▸ Verilen metin
"""
2. para arzından kaynaklanan enflasyon

burada sorun, üretim miktarı aynıyken ortamda bulunan paranın artmasıdır.

ortada 1000 birimlik değer var.
ülkede de 10 bin birimlik türk lirası var.

her 1 birimlik değerin fiyatı 10 tl'dir.

günün birinde merkeze bankası kredi genişlemesi, para basmak gibi yöntemlerle sisteme para enjekte ederse ne olur? örneğin bin birimlik parayı sisteme ekledi.

1000 birimlik değer.
11 bin birimlik türk lirası mevcut olur.

böylece artık eskiden 10 tl'ye aldığın her şeyin fiyatı 11 tl haline gelir.

doların fiyatı 10 tl ise 11 tl olur.
"""
▸ Aşağıdakileri tamamlayın
a – Para arzı ve enflasyon metninde "2. para arzından" sözlerinden başlayıp "fiyatı 10 tl'dir." sözleri de dahil olmak üzere oraya kadar olan bölümü hiç değiştirmeden yazıya geçirin.
b – Aşağıdaki veri listesinin tamamını, her satır için bir dize olacak şekilde JSON dizisine dönüştürün ve boş satırları dışarıda bırakın.

(Bir veri derlemesinden kayıtlar)
"""
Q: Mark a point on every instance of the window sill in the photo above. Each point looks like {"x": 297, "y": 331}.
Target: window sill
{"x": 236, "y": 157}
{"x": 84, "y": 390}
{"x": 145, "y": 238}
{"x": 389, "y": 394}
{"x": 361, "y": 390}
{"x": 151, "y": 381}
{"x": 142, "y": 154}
"""
▸ Görevlere göre çıktılar
a –
2. para arzından kaynaklanan enflasyon

burada sorun, üretim miktarı aynıyken ortamda bulunan paranın artmasıdır.

ortada 1000 birimlik değer var.
ülkede de 10 bin birimlik türk lirası var.

her 1 birimlik değerin fiyatı 10 tl'dir.

b –
[
  "Q: Mark a point on every instance of the window sill in the photo above. Each point looks like {\"x\": 297, \"y\": 331}.",
  "Target: window sill",
  "{\"x\": 236, \"y\": 157}",
  "{\"x\": 84, \"y\": 390}",
  "{\"x\": 145, \"y\": 238}",
  "{\"x\": 389, \"y\": 394}",
  "{\"x\": 361, \"y\": 390}",
  "{\"x\": 151, \"y\": 381}",
  "{\"x\": 142, \"y\": 154}"
]